EXERCISE GOAL ->
Collect every line of the data below that contains the word "vegetation", treating uppercase and lowercase letters as distinct.

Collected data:
────────────────────

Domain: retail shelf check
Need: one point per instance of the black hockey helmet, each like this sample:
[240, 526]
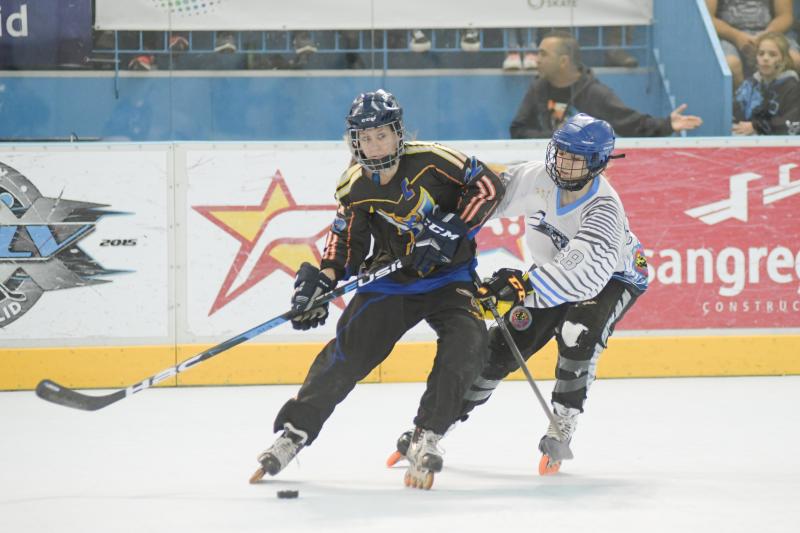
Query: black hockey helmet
[372, 110]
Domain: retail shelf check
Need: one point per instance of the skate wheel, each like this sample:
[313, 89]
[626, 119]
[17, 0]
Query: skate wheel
[546, 468]
[394, 459]
[424, 482]
[257, 476]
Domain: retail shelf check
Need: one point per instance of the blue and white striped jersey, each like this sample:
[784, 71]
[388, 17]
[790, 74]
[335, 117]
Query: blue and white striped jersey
[576, 248]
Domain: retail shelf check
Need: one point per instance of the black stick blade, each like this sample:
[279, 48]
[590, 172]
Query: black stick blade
[55, 393]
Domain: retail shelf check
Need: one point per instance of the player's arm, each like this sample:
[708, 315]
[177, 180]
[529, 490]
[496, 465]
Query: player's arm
[482, 192]
[585, 265]
[347, 243]
[345, 249]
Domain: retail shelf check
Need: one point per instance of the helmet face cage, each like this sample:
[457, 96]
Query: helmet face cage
[375, 165]
[373, 110]
[591, 139]
[562, 170]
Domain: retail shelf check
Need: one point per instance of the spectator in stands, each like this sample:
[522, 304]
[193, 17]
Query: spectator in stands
[566, 87]
[768, 103]
[740, 22]
[470, 40]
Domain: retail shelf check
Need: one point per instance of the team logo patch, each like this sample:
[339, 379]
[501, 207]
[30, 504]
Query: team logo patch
[520, 318]
[640, 261]
[339, 224]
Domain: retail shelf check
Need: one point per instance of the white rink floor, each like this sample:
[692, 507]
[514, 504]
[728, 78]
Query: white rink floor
[655, 455]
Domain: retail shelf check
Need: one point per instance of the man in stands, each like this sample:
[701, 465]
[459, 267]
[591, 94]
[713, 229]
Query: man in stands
[566, 87]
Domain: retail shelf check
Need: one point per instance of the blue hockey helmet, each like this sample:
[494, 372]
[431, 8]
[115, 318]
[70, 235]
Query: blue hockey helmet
[585, 136]
[373, 110]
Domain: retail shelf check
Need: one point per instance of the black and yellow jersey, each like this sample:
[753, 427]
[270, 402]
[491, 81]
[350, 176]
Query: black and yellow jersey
[429, 176]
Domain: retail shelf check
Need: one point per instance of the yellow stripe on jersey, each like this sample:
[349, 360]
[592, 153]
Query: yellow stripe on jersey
[346, 181]
[454, 156]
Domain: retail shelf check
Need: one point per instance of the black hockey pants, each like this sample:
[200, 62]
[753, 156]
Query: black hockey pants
[366, 333]
[581, 329]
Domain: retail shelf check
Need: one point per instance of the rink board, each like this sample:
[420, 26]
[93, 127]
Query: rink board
[180, 246]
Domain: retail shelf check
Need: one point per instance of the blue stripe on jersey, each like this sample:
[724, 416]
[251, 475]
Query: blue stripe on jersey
[424, 285]
[542, 285]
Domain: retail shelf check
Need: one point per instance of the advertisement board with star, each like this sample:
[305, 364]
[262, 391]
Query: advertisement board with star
[718, 223]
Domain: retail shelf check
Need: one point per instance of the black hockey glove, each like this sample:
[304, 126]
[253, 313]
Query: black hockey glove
[507, 284]
[310, 283]
[437, 242]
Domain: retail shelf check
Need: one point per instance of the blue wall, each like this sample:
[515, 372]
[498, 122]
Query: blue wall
[296, 105]
[686, 45]
[274, 108]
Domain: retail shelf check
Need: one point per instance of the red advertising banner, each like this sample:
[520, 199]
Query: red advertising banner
[721, 230]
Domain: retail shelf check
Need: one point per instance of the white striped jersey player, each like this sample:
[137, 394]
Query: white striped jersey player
[576, 248]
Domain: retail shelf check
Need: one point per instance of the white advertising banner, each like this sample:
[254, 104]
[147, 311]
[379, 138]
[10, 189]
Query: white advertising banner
[365, 14]
[84, 254]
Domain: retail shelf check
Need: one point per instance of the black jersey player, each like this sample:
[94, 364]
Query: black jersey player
[415, 200]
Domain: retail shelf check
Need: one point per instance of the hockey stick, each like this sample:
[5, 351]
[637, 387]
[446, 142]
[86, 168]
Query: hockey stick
[488, 303]
[53, 392]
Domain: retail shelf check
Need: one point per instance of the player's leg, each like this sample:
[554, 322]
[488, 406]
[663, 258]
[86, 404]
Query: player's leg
[366, 333]
[582, 337]
[531, 329]
[460, 353]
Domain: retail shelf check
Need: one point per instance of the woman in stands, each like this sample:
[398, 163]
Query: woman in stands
[768, 103]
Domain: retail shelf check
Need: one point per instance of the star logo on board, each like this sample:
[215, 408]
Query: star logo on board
[503, 234]
[264, 247]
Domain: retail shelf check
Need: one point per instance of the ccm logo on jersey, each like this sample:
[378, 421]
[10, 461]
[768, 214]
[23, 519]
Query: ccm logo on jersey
[444, 232]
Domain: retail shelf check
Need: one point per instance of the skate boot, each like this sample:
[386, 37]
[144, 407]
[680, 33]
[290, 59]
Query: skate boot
[283, 450]
[555, 444]
[424, 459]
[402, 448]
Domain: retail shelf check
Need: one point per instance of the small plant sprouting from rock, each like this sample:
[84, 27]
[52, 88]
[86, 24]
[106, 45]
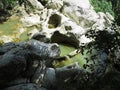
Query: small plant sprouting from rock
[107, 41]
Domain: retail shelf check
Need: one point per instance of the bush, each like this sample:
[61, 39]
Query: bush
[102, 6]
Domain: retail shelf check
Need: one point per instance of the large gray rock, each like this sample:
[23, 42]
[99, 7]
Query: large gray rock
[28, 86]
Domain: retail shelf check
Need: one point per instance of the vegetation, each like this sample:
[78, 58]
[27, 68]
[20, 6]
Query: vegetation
[102, 6]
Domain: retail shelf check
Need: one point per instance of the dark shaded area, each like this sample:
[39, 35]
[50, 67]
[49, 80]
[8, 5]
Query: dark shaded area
[54, 20]
[68, 39]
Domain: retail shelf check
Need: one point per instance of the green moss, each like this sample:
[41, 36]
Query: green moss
[102, 6]
[66, 50]
[9, 27]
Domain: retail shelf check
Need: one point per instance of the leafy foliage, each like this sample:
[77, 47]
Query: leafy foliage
[107, 41]
[102, 6]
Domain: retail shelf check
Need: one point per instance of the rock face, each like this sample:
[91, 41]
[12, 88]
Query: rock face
[28, 65]
[75, 17]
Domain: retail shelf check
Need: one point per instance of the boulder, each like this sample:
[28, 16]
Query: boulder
[37, 48]
[32, 20]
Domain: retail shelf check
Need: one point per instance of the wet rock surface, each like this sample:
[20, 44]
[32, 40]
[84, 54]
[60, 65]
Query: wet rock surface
[28, 65]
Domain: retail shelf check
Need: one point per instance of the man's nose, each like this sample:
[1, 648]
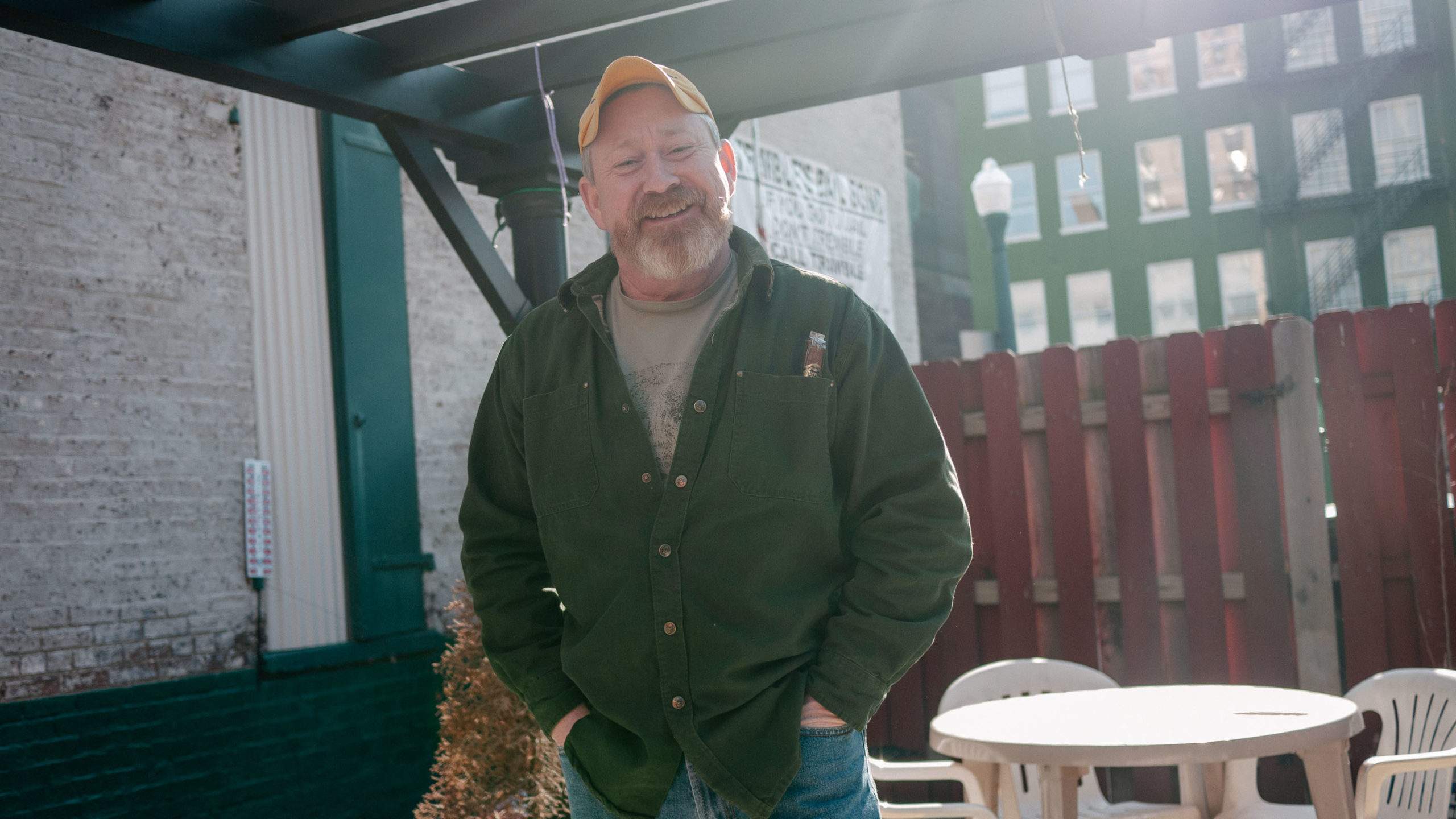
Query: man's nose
[660, 175]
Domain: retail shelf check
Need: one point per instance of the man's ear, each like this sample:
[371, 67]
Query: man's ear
[730, 165]
[590, 197]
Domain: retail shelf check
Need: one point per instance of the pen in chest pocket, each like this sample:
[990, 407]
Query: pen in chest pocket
[814, 354]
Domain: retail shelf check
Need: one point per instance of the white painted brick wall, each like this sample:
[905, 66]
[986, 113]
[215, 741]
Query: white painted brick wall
[121, 420]
[453, 340]
[123, 424]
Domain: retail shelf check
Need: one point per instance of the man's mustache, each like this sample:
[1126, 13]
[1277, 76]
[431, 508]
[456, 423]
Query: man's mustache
[667, 203]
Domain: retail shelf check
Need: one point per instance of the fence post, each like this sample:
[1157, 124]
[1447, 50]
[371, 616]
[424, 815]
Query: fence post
[1254, 439]
[1302, 465]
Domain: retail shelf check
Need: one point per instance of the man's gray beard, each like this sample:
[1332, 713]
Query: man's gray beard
[685, 251]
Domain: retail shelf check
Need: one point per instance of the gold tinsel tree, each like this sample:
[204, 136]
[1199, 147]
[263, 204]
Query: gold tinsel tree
[493, 763]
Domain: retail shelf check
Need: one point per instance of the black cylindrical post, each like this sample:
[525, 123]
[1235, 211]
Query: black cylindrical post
[537, 241]
[1001, 270]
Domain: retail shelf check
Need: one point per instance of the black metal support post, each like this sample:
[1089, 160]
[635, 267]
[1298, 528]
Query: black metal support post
[537, 241]
[528, 187]
[420, 161]
[1001, 271]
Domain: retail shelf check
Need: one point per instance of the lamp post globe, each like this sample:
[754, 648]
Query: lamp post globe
[992, 190]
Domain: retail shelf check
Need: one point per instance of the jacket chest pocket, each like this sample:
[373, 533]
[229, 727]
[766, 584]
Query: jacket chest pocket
[781, 437]
[561, 468]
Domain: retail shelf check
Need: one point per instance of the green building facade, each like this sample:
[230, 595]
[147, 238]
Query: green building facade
[1289, 165]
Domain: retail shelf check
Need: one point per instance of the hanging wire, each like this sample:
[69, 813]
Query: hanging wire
[758, 184]
[1066, 86]
[551, 130]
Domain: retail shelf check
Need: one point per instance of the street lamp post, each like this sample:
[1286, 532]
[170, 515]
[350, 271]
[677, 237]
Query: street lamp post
[991, 188]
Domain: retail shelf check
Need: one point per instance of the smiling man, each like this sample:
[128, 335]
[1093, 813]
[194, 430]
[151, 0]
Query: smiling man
[710, 518]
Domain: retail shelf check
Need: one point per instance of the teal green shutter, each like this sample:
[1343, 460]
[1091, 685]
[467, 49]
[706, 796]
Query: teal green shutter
[375, 414]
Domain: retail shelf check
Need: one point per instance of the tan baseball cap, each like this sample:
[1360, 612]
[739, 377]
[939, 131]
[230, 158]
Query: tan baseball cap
[634, 71]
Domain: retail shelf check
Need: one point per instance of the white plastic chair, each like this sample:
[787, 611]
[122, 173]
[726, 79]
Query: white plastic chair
[1020, 787]
[1410, 777]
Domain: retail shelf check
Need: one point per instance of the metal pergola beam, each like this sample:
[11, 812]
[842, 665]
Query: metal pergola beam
[485, 25]
[420, 161]
[243, 44]
[760, 57]
[313, 16]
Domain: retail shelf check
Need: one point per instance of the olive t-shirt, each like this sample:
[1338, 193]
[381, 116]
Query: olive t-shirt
[657, 348]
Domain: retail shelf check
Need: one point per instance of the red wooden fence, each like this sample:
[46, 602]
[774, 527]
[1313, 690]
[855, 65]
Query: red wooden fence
[1155, 507]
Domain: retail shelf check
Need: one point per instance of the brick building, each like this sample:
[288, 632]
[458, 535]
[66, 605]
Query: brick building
[172, 257]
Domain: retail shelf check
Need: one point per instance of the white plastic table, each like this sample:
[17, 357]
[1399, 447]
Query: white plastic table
[1158, 725]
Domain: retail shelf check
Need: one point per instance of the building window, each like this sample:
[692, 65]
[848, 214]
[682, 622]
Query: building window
[1334, 280]
[1079, 78]
[1151, 71]
[1028, 304]
[1090, 299]
[1411, 270]
[1005, 94]
[1221, 56]
[1232, 171]
[1173, 297]
[1320, 152]
[1387, 27]
[1241, 284]
[1309, 40]
[1023, 225]
[1082, 206]
[1398, 133]
[1160, 178]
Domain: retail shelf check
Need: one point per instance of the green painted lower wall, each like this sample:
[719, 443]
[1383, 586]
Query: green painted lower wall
[347, 742]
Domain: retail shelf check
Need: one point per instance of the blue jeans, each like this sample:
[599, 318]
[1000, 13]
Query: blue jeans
[833, 783]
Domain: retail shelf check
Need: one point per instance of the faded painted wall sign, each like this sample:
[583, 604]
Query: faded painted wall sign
[814, 218]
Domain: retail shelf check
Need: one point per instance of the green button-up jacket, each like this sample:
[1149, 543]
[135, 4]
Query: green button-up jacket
[807, 540]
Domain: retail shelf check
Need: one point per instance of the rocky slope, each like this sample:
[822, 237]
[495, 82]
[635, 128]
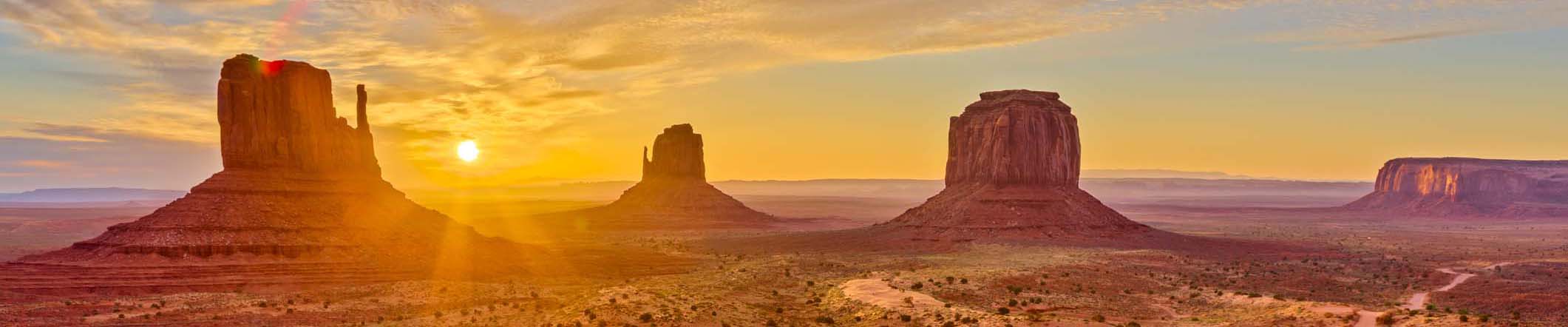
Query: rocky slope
[1014, 173]
[1462, 186]
[673, 195]
[299, 186]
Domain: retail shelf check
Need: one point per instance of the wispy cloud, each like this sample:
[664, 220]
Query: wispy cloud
[515, 73]
[461, 70]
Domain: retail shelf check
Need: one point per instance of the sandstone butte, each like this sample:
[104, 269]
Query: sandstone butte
[1470, 187]
[673, 195]
[300, 197]
[1014, 175]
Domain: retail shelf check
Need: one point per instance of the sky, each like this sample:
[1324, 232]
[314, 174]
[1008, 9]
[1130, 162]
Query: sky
[123, 92]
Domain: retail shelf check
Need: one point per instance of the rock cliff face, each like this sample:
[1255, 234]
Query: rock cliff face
[278, 117]
[299, 186]
[1460, 186]
[1014, 173]
[678, 156]
[673, 195]
[1014, 137]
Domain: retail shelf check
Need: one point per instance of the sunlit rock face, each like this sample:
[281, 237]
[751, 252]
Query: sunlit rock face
[673, 194]
[299, 186]
[1460, 186]
[1015, 137]
[278, 117]
[678, 156]
[1014, 173]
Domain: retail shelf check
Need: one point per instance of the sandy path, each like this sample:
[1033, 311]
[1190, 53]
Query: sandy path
[880, 294]
[1416, 303]
[1419, 299]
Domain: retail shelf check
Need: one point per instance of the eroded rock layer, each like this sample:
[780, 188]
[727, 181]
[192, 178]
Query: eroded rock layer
[1012, 173]
[1460, 186]
[673, 194]
[299, 186]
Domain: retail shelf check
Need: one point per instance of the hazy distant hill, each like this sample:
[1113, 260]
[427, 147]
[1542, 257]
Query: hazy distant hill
[1161, 173]
[1124, 191]
[92, 195]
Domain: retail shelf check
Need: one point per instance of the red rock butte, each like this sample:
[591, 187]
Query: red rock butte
[300, 197]
[671, 195]
[1014, 173]
[1470, 187]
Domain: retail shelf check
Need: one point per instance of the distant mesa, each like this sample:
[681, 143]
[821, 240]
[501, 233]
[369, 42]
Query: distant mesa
[1470, 187]
[300, 192]
[92, 195]
[1014, 173]
[673, 194]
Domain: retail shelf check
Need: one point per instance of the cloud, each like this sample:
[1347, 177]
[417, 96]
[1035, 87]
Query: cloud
[41, 164]
[1327, 26]
[499, 70]
[513, 73]
[109, 158]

────────────────────

ANSWER TO THIS PROBLEM ->
Need: one point per instance of the vegetation, each like this sample:
Query: vegetation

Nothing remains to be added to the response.